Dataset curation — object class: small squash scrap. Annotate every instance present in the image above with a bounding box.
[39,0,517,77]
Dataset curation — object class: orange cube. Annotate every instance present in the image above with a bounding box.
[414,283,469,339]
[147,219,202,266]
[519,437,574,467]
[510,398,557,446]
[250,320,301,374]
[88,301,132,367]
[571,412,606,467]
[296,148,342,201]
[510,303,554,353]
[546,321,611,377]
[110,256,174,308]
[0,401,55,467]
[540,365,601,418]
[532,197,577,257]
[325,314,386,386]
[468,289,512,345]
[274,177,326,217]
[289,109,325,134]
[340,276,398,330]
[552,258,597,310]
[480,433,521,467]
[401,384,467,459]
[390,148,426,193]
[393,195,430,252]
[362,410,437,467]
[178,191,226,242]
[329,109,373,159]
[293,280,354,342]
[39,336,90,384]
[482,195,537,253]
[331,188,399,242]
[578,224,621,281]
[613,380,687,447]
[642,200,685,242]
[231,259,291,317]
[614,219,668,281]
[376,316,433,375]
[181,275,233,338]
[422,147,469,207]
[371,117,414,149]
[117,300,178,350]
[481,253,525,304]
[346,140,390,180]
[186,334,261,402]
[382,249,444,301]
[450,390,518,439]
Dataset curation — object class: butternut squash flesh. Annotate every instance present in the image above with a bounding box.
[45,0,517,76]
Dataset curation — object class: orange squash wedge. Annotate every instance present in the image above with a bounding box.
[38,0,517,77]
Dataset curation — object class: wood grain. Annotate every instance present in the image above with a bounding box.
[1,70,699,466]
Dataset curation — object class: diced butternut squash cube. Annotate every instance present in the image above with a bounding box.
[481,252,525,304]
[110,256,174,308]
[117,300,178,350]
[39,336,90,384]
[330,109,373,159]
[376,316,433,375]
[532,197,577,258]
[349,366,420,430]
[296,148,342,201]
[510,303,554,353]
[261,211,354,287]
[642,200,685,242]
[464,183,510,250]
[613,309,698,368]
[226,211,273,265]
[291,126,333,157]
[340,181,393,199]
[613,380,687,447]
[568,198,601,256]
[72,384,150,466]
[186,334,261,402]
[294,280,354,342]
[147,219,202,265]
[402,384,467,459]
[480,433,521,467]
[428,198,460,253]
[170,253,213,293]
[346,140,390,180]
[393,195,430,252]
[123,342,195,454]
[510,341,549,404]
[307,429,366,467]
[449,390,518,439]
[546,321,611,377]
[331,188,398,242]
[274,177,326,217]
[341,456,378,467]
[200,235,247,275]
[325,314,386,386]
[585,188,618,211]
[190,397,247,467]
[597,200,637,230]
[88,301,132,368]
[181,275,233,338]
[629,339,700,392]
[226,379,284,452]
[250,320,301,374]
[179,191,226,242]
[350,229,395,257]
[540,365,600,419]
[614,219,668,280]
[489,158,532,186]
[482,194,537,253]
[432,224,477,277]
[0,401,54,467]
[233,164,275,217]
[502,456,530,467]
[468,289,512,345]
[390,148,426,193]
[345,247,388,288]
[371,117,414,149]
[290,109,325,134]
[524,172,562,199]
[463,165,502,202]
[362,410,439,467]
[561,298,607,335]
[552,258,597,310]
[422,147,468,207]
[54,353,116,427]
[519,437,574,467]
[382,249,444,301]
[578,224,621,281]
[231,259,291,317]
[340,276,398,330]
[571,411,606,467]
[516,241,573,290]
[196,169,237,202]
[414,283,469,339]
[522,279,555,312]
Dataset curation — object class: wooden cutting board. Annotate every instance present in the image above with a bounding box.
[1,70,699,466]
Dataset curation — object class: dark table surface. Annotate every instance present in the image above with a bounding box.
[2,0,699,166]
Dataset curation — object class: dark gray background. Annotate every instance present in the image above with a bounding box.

**Task brief**
For this exercise, restate every record word for word.

**Result below**
Dataset curation — object class: small squash scrap. Annotate every instance present in the image above with a bounding box.
[39,0,517,77]
Dataset curation — object class: orange cube. Annotate every instance present in the image above with a bounding box.
[414,283,469,339]
[147,219,202,266]
[519,437,574,467]
[510,398,557,446]
[250,320,301,374]
[88,301,132,367]
[571,412,606,467]
[296,148,342,201]
[510,303,554,353]
[546,321,611,377]
[110,256,174,308]
[0,401,55,467]
[540,365,601,418]
[532,197,577,257]
[325,314,386,386]
[468,289,512,345]
[274,177,326,217]
[289,109,325,134]
[340,276,398,330]
[552,258,597,310]
[480,433,521,467]
[401,384,467,459]
[390,148,426,193]
[393,195,430,252]
[362,410,437,467]
[178,191,226,242]
[329,109,373,159]
[293,280,354,342]
[39,336,90,384]
[482,195,537,253]
[331,188,399,242]
[578,224,621,281]
[613,380,687,447]
[642,200,685,242]
[231,259,291,317]
[614,219,668,281]
[376,316,433,375]
[181,275,233,338]
[422,147,469,207]
[371,117,414,149]
[117,300,178,350]
[481,253,525,304]
[346,140,390,180]
[186,334,261,402]
[382,249,444,301]
[450,390,518,439]
Dataset curation — object class: butternut squash flesh. Annotate every instance present in the image above with a bounding box.
[45,0,517,76]
Dataset curation — object class: orange squash wedge. Annotate every instance present in the image above with a bounding box.
[38,0,517,77]
Dataset curation — object class: wood grain. Annotate every instance present in the image above with a bounding box.
[1,70,699,466]
Dataset curation — object class: diced butternut squash cube. Annotate every instance present in the image above with a bounding box.
[481,252,525,304]
[110,256,174,308]
[117,300,178,350]
[39,336,90,384]
[330,109,373,159]
[376,316,433,375]
[532,197,577,258]
[349,366,420,430]
[296,148,342,201]
[510,303,554,353]
[261,211,354,287]
[642,200,685,242]
[464,183,510,250]
[613,309,698,368]
[226,211,273,265]
[291,126,333,157]
[340,181,393,199]
[613,380,687,447]
[568,198,601,256]
[72,384,150,466]
[186,334,261,402]
[294,280,354,342]
[147,219,202,265]
[402,384,467,459]
[480,433,521,467]
[428,198,460,253]
[170,253,213,293]
[346,140,390,180]
[393,195,430,252]
[123,342,195,454]
[510,341,549,404]
[307,429,366,467]
[449,390,518,439]
[546,321,611,377]
[331,188,398,242]
[274,177,326,217]
[341,456,378,467]
[200,235,247,275]
[325,314,386,386]
[585,188,618,211]
[190,397,247,467]
[597,200,637,230]
[88,301,132,368]
[181,275,233,338]
[629,339,700,392]
[226,379,284,452]
[250,320,301,374]
[179,191,226,242]
[350,229,395,257]
[540,365,600,419]
[614,219,668,280]
[489,158,532,186]
[482,194,537,253]
[432,224,477,277]
[0,401,54,467]
[233,164,275,217]
[502,456,530,467]
[468,289,512,345]
[390,148,426,193]
[345,247,388,288]
[371,117,414,149]
[290,109,325,134]
[524,172,562,199]
[463,165,502,202]
[362,410,439,467]
[561,298,607,335]
[552,258,597,310]
[422,147,468,207]
[54,353,116,427]
[519,437,574,467]
[382,249,444,301]
[578,224,621,281]
[231,259,291,317]
[340,276,398,330]
[571,411,606,467]
[516,241,573,290]
[196,169,237,202]
[414,283,469,339]
[522,279,555,312]
Dataset curation — object class: wooden cutting board. Annotate every instance present in the image above with a bounding box.
[1,70,699,466]
Dataset curation — object class: dark table surface. Annotate every instance present in the image above with a bounding box.
[2,0,699,166]
Dataset curation — object class: dark gray background. Annotate every instance present in the image above with a bounding box.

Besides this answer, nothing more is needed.